++++ Given entries ++++
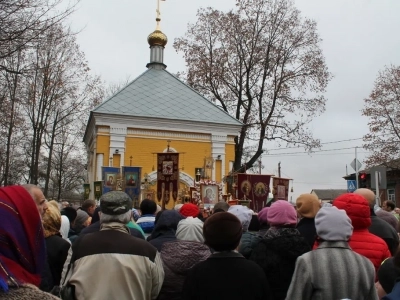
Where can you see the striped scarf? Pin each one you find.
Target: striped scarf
(22, 245)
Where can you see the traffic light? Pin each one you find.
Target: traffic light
(362, 180)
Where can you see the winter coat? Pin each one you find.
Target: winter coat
(306, 227)
(381, 228)
(95, 227)
(277, 254)
(165, 228)
(333, 271)
(176, 267)
(146, 222)
(26, 292)
(248, 242)
(362, 241)
(57, 252)
(226, 275)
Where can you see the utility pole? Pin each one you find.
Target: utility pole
(279, 169)
(356, 168)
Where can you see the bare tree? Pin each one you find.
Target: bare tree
(24, 22)
(382, 107)
(262, 63)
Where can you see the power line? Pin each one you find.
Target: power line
(337, 149)
(326, 143)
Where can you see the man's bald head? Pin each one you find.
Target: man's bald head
(37, 196)
(368, 195)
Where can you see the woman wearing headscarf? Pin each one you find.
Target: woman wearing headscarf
(57, 247)
(277, 252)
(22, 260)
(165, 226)
(181, 255)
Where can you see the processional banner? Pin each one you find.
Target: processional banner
(110, 178)
(131, 180)
(167, 176)
(254, 187)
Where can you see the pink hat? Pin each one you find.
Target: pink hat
(282, 213)
(262, 215)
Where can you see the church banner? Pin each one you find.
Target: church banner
(254, 187)
(280, 187)
(167, 176)
(131, 178)
(86, 191)
(110, 179)
(98, 189)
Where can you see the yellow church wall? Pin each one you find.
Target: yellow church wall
(229, 156)
(103, 146)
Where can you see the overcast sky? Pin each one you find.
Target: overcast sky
(359, 37)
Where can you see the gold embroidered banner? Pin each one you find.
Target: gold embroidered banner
(167, 176)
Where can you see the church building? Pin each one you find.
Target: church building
(158, 113)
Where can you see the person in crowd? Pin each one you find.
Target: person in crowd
(225, 274)
(148, 210)
(362, 241)
(254, 225)
(22, 261)
(82, 221)
(57, 247)
(89, 206)
(37, 195)
(189, 210)
(135, 214)
(165, 228)
(378, 226)
(248, 240)
(262, 218)
(282, 244)
(133, 266)
(190, 246)
(389, 206)
(220, 206)
(333, 271)
(307, 206)
(388, 278)
(135, 231)
(389, 218)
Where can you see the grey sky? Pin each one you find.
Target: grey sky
(359, 37)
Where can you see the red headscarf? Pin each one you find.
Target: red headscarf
(22, 245)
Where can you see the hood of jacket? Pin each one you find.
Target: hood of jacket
(286, 241)
(190, 254)
(357, 208)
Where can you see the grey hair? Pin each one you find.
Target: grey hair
(124, 218)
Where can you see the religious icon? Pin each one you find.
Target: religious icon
(209, 194)
(110, 179)
(246, 187)
(281, 192)
(260, 189)
(131, 179)
(168, 167)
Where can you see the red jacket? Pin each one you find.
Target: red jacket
(362, 241)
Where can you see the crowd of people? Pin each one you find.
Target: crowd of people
(347, 249)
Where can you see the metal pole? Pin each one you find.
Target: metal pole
(356, 169)
(377, 198)
(279, 169)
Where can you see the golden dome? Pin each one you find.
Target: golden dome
(157, 38)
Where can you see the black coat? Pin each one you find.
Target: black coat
(277, 255)
(306, 227)
(95, 227)
(226, 275)
(57, 252)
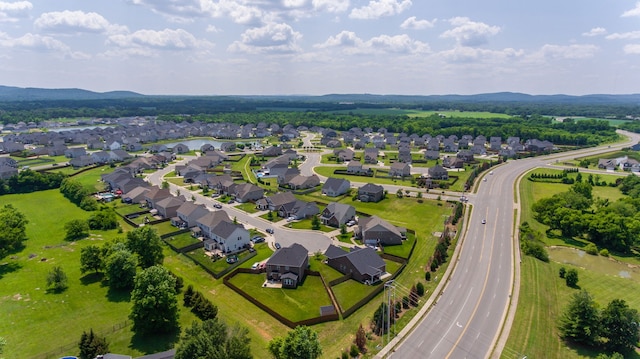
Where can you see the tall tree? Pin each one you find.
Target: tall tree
(155, 301)
(120, 267)
(302, 342)
(13, 226)
(91, 259)
(92, 345)
(146, 244)
(580, 321)
(57, 279)
(620, 326)
(212, 339)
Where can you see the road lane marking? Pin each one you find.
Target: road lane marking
(475, 309)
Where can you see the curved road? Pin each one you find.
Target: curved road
(467, 318)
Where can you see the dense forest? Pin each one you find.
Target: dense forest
(598, 106)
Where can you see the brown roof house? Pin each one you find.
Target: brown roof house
(288, 265)
(363, 264)
(370, 193)
(376, 231)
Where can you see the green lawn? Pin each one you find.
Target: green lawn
(543, 295)
(297, 304)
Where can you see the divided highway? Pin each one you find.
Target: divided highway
(466, 319)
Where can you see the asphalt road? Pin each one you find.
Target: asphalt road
(466, 320)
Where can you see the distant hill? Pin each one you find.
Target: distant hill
(8, 93)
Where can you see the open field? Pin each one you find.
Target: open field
(543, 295)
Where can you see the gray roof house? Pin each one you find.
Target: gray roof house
(188, 214)
(370, 193)
(337, 214)
(400, 169)
(375, 230)
(438, 172)
(287, 265)
(364, 264)
(334, 187)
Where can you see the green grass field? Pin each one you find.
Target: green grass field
(543, 295)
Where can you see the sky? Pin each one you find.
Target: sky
(316, 47)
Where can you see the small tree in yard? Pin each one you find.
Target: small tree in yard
(92, 345)
(361, 339)
(315, 223)
(571, 277)
(57, 279)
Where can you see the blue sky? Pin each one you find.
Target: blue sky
(269, 47)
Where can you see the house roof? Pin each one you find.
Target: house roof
(293, 256)
(334, 184)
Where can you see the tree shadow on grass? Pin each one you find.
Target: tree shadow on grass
(9, 267)
(119, 295)
(91, 278)
(154, 343)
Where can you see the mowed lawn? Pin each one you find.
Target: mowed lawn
(543, 295)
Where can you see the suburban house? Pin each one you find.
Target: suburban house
++++
* **Exercise instructions**
Retype every entry exactly, but keep the pictures out of your copy.

* **Result of this exercise**
Where can you see the striped scarf? Pin each one you find.
Target: striped scarf
(22, 245)
Where can you see the traffic light? Pin each one you find.
Target: traffic light
(362, 180)
Where can you see the winter coat? Pin each one you find.
Target: winter coat
(306, 227)
(381, 228)
(95, 227)
(277, 254)
(165, 228)
(333, 271)
(176, 267)
(146, 222)
(26, 292)
(248, 242)
(362, 241)
(57, 252)
(226, 275)
Where can you see the utility pole? Pin each one you find.
Target: utility pole
(279, 169)
(356, 168)
Where can you see the bare tree? Pin each one you find.
Target: bare tree
(24, 22)
(382, 107)
(262, 63)
Where can you see the power line? Pin each one you find.
Target: power line
(337, 149)
(326, 143)
Where can you see the man's bald head? Pin each one you find.
Target: man's bald head
(37, 196)
(368, 195)
Where can you see the woman wearing headscarf? Pin each one you find.
Target: woman wearing headscarf
(57, 247)
(277, 252)
(22, 260)
(165, 226)
(181, 255)
Where can you see the processional banner? Pin each one you find.
Target: processional banner
(110, 178)
(131, 180)
(167, 176)
(254, 187)
Where can you see the pink hat? Pin each one you find.
Target: pink hat
(282, 213)
(262, 215)
Where can you see the church banner? Pin each one you find.
Target: church banner
(254, 187)
(280, 187)
(167, 176)
(131, 178)
(86, 191)
(110, 179)
(98, 189)
Where can you see the yellow church wall? Pin each one you find.
Target: yellow church wall
(229, 156)
(103, 146)
Where can you see the overcast sky? Pin each one you find.
Target: overcast sky
(359, 37)
Where can you see the gold embroidered banner? Pin each one you find.
Target: gold embroidered banner
(167, 176)
Where can you see the church building? Pin each one you find.
Target: church building
(158, 113)
Where can you see the person in crowd? Pin each one you find.
Target: person in crowd
(225, 274)
(148, 210)
(362, 241)
(254, 225)
(22, 261)
(82, 221)
(57, 247)
(89, 206)
(37, 195)
(189, 210)
(135, 214)
(165, 228)
(378, 226)
(248, 240)
(262, 218)
(282, 244)
(133, 266)
(190, 246)
(389, 206)
(220, 206)
(333, 271)
(307, 206)
(388, 278)
(135, 231)
(389, 218)
Where can you see the grey sky? Pin each one you find.
Target: grey sky
(359, 37)
Where can you see the red headscarf? Pin each one you find.
Target: red headscarf
(22, 245)
Where can you see the hood of jacket? Pin each one you find.
Target: hood of jacket
(286, 241)
(190, 254)
(357, 208)
Where can you see the grey hair? Pin each one you find.
Target: grey hair
(124, 218)
Where can you see the religious icon? Pin each one you find.
Target: religious icon
(209, 194)
(110, 179)
(246, 187)
(281, 192)
(260, 189)
(131, 179)
(168, 167)
Where can you see the red jacket? Pin each one you find.
Target: red jacket
(362, 241)
Where can you see the crowd of people? Pin each one you find.
Target: crowd of people
(347, 249)
Where can you see the metal pole? Pin each one you find.
Target: metal pole
(356, 169)
(377, 198)
(279, 169)
Where can you see the golden dome? Pin each one you find.
Target: golden dome
(157, 38)
Where can you see the black coat? Pin each one you find.
Target: black coat
(277, 255)
(306, 227)
(95, 227)
(226, 275)
(57, 252)
Where can you see the tall tree? Pin each one you find.
Target: tall tree
(155, 301)
(120, 267)
(302, 342)
(13, 226)
(91, 259)
(92, 345)
(146, 244)
(580, 321)
(57, 279)
(620, 326)
(212, 339)
Where can you see the road lane marking? Pin each one you find.
Target: road lane marking
(475, 309)
Where can you see the curved road? Pin each one you find.
Target: curved road
(467, 318)
Where can you see the dense forest? Pin each one you find.
Target: dense forest
(598, 106)
Where can you see the brown roof house? Pin each one you find.
Target: brown roof house
(288, 265)
(363, 264)
(370, 193)
(376, 231)
Where can you see the green lawn? Pin each one you find.
Target: green lawn
(543, 295)
(297, 304)
Where can you see the divided highway? Pin each one you find.
Target: divided highway
(466, 319)
Where can you see the asphalt road? Pin each one you find.
Target: asphalt road
(466, 320)
Where can you see the distant hill? Pin each one you find.
Target: distant hill
(8, 93)
Where can you see the open field? Pin each one you find.
Target: open field
(543, 295)
Where can you see the gray roof house? Pin each one you find.
Target: gray roof house
(188, 214)
(370, 193)
(337, 214)
(400, 169)
(375, 230)
(438, 172)
(287, 265)
(364, 264)
(334, 187)
Where can you see the green grass field? Pin each one you find.
Target: green grass field
(543, 295)
Where can you see the sky? Pin each one you find.
Target: sky
(316, 47)
Where can you see the small tree in yard? Pin each one you find.
Target: small tree in yard
(92, 345)
(361, 339)
(315, 223)
(571, 277)
(57, 279)
Where can you see the blue sky? Pin each one you find.
Target: blue sky
(269, 47)
Where can you see the house roof? Pin each one you find.
Target: house roof
(293, 256)
(334, 184)
Where can you see the tree shadow on grass? Pin each one you find.
Target: tree shadow on grass
(9, 267)
(119, 295)
(91, 278)
(154, 343)
Where can you see the mowed lawn? Pin each one you find.
Target: mowed lawn
(543, 295)
Where can you see the suburban house? Pin each one you find.
Target: suburban house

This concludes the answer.